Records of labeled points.
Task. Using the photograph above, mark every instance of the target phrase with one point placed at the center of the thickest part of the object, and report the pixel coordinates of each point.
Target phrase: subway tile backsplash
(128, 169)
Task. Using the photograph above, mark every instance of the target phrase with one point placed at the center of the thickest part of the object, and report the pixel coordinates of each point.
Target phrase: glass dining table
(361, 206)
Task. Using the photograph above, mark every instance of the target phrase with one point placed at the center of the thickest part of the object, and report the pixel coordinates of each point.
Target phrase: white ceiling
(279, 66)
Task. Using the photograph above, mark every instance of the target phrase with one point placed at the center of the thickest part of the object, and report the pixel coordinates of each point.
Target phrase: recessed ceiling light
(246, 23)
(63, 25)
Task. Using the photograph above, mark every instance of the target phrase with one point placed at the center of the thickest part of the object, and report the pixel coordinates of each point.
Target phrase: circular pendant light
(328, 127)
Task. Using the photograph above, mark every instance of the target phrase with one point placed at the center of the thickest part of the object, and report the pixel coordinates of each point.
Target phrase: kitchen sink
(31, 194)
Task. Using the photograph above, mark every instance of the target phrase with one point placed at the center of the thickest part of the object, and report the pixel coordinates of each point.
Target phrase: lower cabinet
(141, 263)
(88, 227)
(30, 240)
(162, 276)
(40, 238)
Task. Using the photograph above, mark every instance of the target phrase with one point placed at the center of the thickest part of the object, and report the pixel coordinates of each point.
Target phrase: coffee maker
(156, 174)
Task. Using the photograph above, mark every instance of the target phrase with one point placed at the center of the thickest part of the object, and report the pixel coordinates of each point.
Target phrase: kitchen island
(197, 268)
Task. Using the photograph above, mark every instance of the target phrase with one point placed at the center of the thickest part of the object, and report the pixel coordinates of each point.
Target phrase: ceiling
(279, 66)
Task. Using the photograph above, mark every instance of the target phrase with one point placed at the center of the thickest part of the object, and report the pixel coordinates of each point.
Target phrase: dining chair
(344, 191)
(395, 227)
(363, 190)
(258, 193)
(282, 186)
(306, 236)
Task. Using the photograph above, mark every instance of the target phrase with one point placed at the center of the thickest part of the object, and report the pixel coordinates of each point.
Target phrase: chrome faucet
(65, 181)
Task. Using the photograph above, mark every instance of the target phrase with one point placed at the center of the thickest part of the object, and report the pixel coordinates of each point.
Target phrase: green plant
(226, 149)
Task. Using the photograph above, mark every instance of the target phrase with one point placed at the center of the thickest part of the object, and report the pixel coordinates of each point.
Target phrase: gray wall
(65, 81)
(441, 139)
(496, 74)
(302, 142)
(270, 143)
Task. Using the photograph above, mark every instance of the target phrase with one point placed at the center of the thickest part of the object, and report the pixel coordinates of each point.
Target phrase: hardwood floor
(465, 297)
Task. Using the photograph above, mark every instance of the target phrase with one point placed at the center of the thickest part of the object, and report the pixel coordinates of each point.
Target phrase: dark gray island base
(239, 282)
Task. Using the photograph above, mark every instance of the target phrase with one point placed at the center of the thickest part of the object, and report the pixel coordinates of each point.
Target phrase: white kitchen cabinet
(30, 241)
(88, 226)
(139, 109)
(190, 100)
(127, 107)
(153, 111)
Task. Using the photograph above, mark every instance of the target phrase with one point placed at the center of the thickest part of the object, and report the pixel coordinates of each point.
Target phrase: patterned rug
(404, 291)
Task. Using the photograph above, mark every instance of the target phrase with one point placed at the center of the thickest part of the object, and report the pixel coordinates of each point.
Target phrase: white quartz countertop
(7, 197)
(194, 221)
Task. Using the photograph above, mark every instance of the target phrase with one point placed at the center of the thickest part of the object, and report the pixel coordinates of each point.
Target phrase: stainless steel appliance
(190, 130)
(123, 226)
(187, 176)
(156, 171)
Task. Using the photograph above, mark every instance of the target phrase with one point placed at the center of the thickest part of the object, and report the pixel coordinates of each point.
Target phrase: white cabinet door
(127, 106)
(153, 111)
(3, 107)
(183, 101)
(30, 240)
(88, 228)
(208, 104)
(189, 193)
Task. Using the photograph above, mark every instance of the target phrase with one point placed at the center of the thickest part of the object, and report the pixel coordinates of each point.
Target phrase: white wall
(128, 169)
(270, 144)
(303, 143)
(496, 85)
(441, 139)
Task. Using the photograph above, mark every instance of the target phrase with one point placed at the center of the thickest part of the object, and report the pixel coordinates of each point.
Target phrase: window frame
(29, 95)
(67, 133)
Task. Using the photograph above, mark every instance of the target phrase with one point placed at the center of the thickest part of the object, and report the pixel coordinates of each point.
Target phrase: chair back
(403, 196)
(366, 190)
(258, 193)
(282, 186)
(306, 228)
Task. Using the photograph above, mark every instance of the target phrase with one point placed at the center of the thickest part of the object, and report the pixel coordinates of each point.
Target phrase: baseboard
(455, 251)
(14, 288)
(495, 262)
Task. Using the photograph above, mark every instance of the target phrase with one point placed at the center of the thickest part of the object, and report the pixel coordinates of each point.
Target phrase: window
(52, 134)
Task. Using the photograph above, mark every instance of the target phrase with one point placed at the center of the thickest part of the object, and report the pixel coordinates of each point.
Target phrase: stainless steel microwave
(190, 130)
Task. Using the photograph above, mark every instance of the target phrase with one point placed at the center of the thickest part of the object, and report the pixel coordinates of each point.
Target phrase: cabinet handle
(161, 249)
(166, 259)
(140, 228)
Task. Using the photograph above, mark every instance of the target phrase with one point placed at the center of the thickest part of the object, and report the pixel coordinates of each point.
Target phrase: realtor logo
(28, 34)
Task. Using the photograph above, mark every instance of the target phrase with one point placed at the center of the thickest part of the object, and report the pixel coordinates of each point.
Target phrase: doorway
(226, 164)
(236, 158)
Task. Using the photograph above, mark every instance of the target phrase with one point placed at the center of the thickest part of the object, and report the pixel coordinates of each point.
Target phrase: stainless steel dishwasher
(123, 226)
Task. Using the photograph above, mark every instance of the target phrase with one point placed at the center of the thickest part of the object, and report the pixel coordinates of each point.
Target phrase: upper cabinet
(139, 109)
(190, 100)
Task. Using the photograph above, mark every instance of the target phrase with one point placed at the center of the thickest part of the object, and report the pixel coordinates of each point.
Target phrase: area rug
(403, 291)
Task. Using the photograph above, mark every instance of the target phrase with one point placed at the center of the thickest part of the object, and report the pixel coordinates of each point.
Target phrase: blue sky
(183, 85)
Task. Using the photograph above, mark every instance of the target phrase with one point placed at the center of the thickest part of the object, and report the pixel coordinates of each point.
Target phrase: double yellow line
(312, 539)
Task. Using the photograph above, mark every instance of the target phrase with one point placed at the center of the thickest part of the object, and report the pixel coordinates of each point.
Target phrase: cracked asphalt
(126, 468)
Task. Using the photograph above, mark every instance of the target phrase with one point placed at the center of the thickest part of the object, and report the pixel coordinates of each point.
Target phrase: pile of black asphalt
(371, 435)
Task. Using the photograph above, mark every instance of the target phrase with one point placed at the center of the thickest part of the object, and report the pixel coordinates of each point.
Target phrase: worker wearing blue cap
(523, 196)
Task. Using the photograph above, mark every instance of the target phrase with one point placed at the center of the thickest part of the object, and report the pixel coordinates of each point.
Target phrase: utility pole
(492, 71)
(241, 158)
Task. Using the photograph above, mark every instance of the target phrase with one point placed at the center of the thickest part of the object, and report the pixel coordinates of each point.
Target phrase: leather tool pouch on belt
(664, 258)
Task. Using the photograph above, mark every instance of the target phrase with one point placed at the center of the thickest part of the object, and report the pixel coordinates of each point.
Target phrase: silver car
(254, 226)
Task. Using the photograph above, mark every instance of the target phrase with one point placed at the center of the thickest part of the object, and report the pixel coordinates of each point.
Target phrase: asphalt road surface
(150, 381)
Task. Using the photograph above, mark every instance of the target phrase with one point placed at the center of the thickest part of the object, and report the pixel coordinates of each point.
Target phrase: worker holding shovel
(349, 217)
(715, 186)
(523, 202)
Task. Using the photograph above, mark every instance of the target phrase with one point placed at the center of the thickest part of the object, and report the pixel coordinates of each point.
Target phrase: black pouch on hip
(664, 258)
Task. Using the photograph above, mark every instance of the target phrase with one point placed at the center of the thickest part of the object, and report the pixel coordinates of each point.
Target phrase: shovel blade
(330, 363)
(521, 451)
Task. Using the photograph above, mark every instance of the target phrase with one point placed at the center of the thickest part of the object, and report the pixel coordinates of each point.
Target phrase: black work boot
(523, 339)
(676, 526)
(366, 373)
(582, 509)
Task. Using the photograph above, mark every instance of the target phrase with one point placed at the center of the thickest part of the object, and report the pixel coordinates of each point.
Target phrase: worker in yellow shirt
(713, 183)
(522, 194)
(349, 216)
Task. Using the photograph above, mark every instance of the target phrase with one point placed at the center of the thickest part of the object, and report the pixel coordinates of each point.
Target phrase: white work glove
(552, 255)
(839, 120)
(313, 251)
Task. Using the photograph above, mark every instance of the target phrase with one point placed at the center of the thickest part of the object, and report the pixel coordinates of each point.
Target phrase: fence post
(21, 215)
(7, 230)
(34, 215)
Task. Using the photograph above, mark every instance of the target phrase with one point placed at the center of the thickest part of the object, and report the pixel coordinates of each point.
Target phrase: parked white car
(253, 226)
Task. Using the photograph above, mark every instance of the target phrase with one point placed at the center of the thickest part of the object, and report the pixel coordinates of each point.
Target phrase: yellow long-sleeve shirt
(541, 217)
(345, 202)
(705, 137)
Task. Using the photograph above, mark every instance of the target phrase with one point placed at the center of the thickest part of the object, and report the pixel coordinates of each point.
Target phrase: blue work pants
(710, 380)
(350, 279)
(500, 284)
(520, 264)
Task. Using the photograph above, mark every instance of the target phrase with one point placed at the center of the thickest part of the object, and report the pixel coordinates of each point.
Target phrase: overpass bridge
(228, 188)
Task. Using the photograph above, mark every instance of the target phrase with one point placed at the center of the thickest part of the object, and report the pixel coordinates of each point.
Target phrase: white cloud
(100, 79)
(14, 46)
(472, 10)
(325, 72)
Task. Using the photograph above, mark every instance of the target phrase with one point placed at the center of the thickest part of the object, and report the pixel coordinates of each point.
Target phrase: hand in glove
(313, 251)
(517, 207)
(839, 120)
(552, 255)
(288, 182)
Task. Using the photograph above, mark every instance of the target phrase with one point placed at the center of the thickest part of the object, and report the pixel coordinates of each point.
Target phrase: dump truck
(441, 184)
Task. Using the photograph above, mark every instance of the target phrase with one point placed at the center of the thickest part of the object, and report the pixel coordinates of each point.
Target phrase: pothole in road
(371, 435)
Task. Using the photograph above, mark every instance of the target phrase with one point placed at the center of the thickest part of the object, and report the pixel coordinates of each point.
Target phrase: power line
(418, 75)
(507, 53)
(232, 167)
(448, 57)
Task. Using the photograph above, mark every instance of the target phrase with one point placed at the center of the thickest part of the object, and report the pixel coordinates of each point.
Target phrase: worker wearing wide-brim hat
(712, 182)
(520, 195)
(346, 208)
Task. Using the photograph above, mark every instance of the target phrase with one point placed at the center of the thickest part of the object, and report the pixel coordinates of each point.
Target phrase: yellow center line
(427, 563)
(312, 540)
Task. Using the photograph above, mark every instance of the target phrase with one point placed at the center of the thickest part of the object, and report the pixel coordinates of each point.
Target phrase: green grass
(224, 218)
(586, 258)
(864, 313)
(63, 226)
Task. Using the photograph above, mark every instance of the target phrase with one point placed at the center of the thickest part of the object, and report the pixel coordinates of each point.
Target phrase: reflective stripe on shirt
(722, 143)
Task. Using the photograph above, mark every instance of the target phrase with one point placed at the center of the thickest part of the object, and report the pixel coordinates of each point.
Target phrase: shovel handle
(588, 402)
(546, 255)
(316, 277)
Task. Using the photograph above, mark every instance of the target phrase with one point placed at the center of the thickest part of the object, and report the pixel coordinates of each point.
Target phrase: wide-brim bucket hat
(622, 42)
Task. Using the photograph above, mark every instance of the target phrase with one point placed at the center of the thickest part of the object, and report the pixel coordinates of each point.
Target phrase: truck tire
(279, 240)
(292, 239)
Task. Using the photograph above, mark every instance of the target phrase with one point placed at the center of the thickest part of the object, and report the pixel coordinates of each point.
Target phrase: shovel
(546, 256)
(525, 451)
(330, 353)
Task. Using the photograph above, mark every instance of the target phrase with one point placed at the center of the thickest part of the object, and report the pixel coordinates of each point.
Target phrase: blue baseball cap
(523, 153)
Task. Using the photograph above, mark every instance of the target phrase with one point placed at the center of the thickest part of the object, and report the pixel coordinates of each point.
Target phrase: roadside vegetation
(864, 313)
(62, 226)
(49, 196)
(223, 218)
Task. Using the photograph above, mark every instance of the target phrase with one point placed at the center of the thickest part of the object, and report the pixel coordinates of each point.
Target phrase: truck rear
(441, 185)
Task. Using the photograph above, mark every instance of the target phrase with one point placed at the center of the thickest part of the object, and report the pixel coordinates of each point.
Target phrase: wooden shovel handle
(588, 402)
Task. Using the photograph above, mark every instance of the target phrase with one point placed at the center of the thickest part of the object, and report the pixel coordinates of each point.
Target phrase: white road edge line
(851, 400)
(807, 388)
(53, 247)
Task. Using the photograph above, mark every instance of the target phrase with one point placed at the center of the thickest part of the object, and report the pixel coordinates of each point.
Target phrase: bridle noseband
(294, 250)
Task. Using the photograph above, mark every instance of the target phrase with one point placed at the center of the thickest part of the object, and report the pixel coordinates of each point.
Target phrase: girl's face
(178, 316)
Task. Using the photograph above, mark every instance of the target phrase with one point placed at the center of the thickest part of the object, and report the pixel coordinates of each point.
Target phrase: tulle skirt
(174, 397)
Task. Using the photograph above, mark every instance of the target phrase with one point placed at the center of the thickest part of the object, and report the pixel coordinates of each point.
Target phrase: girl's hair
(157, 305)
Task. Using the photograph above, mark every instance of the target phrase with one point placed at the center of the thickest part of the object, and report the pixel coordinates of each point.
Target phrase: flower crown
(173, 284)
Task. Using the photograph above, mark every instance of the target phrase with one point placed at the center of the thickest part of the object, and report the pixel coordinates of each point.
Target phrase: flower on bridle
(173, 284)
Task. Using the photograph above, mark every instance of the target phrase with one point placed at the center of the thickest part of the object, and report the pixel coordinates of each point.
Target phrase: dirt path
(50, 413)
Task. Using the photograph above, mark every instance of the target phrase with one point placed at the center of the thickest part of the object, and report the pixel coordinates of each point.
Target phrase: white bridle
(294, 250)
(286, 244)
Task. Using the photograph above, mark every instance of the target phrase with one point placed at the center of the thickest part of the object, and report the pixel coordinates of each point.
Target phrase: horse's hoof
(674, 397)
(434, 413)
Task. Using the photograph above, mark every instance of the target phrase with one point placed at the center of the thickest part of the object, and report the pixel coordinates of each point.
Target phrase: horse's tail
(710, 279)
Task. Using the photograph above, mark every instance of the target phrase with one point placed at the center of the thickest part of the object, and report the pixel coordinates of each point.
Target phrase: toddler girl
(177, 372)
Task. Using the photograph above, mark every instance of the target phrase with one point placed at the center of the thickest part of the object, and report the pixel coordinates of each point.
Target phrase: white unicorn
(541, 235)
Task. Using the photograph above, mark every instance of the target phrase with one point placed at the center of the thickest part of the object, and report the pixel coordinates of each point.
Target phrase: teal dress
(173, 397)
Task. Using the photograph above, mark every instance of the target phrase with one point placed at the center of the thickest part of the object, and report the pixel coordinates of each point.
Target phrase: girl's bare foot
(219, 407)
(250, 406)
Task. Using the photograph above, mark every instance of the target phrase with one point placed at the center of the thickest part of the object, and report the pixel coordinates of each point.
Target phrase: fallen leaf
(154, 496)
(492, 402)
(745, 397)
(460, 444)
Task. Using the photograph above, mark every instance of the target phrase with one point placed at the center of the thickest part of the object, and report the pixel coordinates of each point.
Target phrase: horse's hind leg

Problem to solve.
Please count the lines in the records above that contain the string "asphalt". Reply with that number alone.

Exercise answer.
3